* _Recorded information_
--------

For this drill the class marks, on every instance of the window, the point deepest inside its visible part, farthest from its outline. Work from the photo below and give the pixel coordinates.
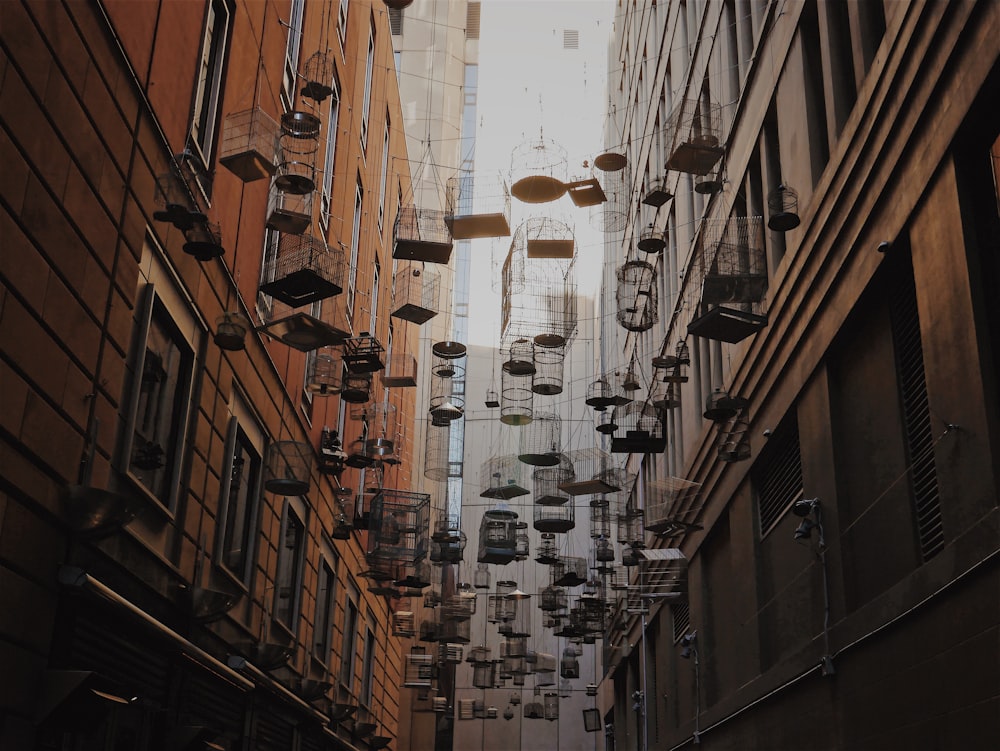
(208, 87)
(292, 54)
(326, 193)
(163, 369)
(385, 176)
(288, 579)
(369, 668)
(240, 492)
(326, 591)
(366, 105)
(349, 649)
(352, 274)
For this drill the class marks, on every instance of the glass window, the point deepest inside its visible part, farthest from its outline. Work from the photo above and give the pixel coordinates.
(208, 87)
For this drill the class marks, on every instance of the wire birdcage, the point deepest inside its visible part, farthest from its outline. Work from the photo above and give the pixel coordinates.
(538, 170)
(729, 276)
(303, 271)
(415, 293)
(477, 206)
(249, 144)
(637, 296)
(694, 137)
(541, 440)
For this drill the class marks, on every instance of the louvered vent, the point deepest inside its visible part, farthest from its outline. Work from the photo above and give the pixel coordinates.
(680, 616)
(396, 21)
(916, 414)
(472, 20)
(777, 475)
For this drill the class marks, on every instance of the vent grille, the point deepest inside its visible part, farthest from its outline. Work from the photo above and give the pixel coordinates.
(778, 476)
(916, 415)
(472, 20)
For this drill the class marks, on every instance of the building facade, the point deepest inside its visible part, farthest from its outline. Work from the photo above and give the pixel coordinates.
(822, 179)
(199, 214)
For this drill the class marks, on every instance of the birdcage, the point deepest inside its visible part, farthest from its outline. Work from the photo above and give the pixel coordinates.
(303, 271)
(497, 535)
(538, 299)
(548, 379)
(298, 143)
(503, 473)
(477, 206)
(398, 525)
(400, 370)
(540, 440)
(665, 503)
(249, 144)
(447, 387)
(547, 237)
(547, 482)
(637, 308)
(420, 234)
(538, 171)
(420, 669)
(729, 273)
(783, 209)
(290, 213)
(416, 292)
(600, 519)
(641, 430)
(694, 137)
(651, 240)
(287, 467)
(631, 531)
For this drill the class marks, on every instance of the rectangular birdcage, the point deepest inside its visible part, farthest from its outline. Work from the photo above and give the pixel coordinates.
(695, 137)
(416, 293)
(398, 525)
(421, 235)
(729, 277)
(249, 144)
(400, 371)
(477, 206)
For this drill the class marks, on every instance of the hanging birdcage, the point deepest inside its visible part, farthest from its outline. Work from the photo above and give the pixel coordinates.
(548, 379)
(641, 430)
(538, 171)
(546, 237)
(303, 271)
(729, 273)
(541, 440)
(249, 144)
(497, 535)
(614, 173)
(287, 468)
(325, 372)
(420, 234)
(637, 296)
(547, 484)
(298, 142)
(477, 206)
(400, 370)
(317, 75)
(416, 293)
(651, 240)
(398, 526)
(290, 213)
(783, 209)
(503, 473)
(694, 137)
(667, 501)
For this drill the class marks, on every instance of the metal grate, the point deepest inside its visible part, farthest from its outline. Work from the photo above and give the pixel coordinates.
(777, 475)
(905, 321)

--------

* _Set task_
Edit the entries from the line containing "of the hanging" through the last one, changing "pixel coordinates" to "x and y coordinates" and leaving everything else unchanged.

* _Reply_
For this drill the class marks, on every instance of the hanging birdcage, the point deepest inside its visible part, farthest from its outline. Work from the photo above and give the x and y coordinates.
(548, 379)
(641, 430)
(538, 171)
(546, 237)
(303, 271)
(729, 273)
(541, 440)
(249, 144)
(497, 535)
(614, 173)
(287, 468)
(325, 372)
(420, 234)
(637, 296)
(547, 484)
(298, 142)
(477, 206)
(400, 370)
(317, 75)
(416, 293)
(651, 240)
(398, 526)
(290, 213)
(783, 209)
(503, 473)
(694, 137)
(667, 501)
For this drill the class marks, on every instance of the metal grate, the point deepest inside its visible part, farthest from its outline. Work from the photo above and give the x and y coordinates.
(777, 475)
(905, 321)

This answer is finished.